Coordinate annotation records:
=======
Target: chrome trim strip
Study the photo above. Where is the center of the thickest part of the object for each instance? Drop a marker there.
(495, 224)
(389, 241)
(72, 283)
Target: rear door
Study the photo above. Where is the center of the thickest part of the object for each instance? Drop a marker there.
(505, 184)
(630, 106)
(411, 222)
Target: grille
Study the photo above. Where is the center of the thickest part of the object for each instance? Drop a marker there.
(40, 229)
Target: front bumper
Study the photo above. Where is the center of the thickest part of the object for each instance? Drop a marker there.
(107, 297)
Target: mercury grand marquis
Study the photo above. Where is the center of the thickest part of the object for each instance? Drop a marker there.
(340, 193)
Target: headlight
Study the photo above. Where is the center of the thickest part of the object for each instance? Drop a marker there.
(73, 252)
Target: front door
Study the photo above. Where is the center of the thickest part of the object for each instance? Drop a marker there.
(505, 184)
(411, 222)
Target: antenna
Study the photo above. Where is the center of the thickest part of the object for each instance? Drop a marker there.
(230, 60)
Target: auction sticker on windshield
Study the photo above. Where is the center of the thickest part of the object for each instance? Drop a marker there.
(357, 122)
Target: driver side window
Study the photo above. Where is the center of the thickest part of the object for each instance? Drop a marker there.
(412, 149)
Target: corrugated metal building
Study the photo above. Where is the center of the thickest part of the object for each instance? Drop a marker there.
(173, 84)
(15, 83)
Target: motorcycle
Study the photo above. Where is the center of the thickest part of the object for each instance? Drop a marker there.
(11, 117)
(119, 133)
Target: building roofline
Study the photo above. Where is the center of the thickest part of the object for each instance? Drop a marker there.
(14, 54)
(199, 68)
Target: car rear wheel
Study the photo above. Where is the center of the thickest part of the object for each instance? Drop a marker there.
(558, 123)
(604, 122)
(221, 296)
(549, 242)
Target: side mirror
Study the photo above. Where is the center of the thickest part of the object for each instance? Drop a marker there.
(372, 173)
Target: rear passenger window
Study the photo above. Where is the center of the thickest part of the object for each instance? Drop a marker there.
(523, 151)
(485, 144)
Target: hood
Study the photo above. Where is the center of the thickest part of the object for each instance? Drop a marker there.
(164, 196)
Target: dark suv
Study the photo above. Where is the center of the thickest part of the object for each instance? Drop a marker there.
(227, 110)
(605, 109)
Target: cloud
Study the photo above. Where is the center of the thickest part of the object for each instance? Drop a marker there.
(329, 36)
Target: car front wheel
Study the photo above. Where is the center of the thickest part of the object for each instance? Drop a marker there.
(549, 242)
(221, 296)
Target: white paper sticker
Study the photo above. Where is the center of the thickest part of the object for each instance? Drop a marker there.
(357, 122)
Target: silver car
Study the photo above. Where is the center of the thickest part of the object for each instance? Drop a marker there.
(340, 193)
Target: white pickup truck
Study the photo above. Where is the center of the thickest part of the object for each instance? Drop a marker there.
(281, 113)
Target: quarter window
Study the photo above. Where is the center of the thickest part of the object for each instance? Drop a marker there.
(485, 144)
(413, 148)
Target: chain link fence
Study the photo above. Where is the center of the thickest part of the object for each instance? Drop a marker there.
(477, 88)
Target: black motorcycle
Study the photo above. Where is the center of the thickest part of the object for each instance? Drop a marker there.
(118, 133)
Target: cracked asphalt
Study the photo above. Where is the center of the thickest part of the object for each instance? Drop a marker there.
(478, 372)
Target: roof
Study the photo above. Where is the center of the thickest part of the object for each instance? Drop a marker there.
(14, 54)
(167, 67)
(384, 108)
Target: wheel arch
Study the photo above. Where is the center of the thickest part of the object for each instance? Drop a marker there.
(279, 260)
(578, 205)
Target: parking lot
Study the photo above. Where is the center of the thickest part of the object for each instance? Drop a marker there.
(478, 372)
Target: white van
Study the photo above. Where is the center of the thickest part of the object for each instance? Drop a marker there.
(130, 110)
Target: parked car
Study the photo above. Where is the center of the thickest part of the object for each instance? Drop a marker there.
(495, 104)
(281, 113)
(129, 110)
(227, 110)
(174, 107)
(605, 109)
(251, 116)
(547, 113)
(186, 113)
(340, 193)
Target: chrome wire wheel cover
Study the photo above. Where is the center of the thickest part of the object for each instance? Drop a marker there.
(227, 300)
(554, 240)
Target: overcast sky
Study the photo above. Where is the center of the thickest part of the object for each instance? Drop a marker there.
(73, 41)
=======
__PROMPT__. Word for word, extract all the records.

__SOLUTION TO THE PROBLEM__.
Target: chrome trim strip
Study the photo above. Where is the center of the thickest part of the object for each instance? Drop a marker there.
(495, 224)
(389, 241)
(72, 283)
Target: rear door
Study the photo above. Where is the center of the thickest part of the object for each instance? Drop a marker there.
(505, 184)
(630, 106)
(411, 222)
Target: grille
Study the photo above. Where is the center of the thickest part of the object for each instance? Drop a marker there.
(40, 229)
Target: front bumper
Study the photo above. Where is the center of the thickest part of the object for each instance? Drop a marker there.
(107, 297)
Target: mercury grand marquis
Study the photo above. Where is the center of the thickest part of the object for each instance? Drop a marker there.
(340, 193)
Target: headlight
Study the photo above. Where is the center of the thickest part of the object for each instance? Drop a marker there.
(73, 252)
Target: front door
Study the photo above. Where is the center of the thickest part of the object for each instance? Drop a marker there.
(505, 184)
(411, 222)
Target: antenna
Study the photo above. Where is the center of the thickest part of the object for each instance? Drop a marker there.
(230, 60)
Target: auction sticker on windshield
Study the photo above. Where is the center of the thickest part of the object for each instance? Drop a marker there.
(357, 122)
Target: driver side window
Study the photo above. Where is the center of the thickest part of the object for each instance? Drop a marker there.
(412, 149)
Target: corrugated metal building
Study the photo above. Where is the center of the thickest part of the object for each instance? Drop a marker there.
(173, 84)
(15, 83)
Target: motorcycle
Study the photo above. Where is the center of the thickest part of the object for each instance? Drop a marker there.
(11, 117)
(119, 133)
Target: building roofline
Study the photo above. Where is the center of the thickest part of the object for each instance? Drop a marker there.
(14, 54)
(199, 68)
Target: car rear wheel
Study the photo above. Where is the center of the thickest part of the object for each instance? Drop a marker there.
(558, 123)
(604, 122)
(221, 296)
(549, 242)
Target: side mirror
Study the photo above. Where is the center of the thickest part of the object for each instance? Drop a marker there.
(372, 173)
Target: rear passenger window
Study the photo above. Where is the center of the thickest part of the object for each instance? Drop a marker there.
(523, 151)
(485, 144)
Target: hood
Study the photo above. Where is the center of the thickest part of the object for each instance? Drop a marker there.
(164, 196)
Target: dark suv
Study the photo above. Where is the center of the thickest part of the object for each instance? Drop a marker there.
(227, 110)
(605, 109)
Target: cloud
Study the photo above. Where is the center of the thickest part of the object for each instance? Drop a marker there.
(329, 36)
Target: car front wheel
Study the photo above. Where is the center of the thickest part of the object for each instance? Drop a marker there.
(549, 242)
(221, 296)
Target: white paper sticker
Study the photo above. Where is the center of the thickest part of the object for each instance? Drop a marker there.
(357, 122)
Target: silver car
Study the photo above. Where is the center of the thickest part of the object for each instance? Drop a marker there.
(340, 193)
Target: white pickup truck
Study the photo above. Where is the center of the thickest part of the object for each instance? Drop a marker there.
(281, 113)
Target: quarter window
Study the photo above. Where is the center of the thickest part of the object for each instance? Drop a marker there.
(485, 144)
(413, 148)
Target: chain link fence
Study the photo above. Where is the center of the thickest part of the object for each instance? Drop a marker there.
(477, 88)
Target: black motorcycle
Study the photo above. Where is the center of the thickest part of the object for each instance? Drop a marker there.
(118, 133)
Target: cracked asphalt
Study the photo above. Where is the center of the thickest part of the object for each instance? Drop a marker there.
(478, 372)
Target: roof
Study the photo above. Where is the center of the thickest part of the object for each instance? Drop a marker there.
(14, 54)
(167, 67)
(384, 108)
Target: wheel arch
Study the photo above. Where is the center of the thickest part of the object for each instance? Drop a marker there.
(279, 260)
(578, 205)
Target: parking lot
Study the photo above. Where is the center of the thickest part of the object for each instance? Drop a marker there.
(478, 372)
Target: white van
Study the photo above. Where is the center of the thickest part of the object for each instance? Drop a marker there.
(130, 110)
Target: parked car
Study the photo above. Where is the center of the thickest part of the object for each instance? Drop a marker there.
(495, 104)
(281, 113)
(129, 110)
(227, 110)
(174, 107)
(605, 109)
(251, 116)
(547, 113)
(186, 113)
(340, 193)
Target: chrome wire wheel cover
Study the photo above. Where is the center of the thickest part of the object for each instance? Drop a marker there.
(227, 300)
(554, 240)
Target: overcast sky
Study the photo above. Where is the center of the thickest part of the object for each instance? Drop a marker there.
(73, 41)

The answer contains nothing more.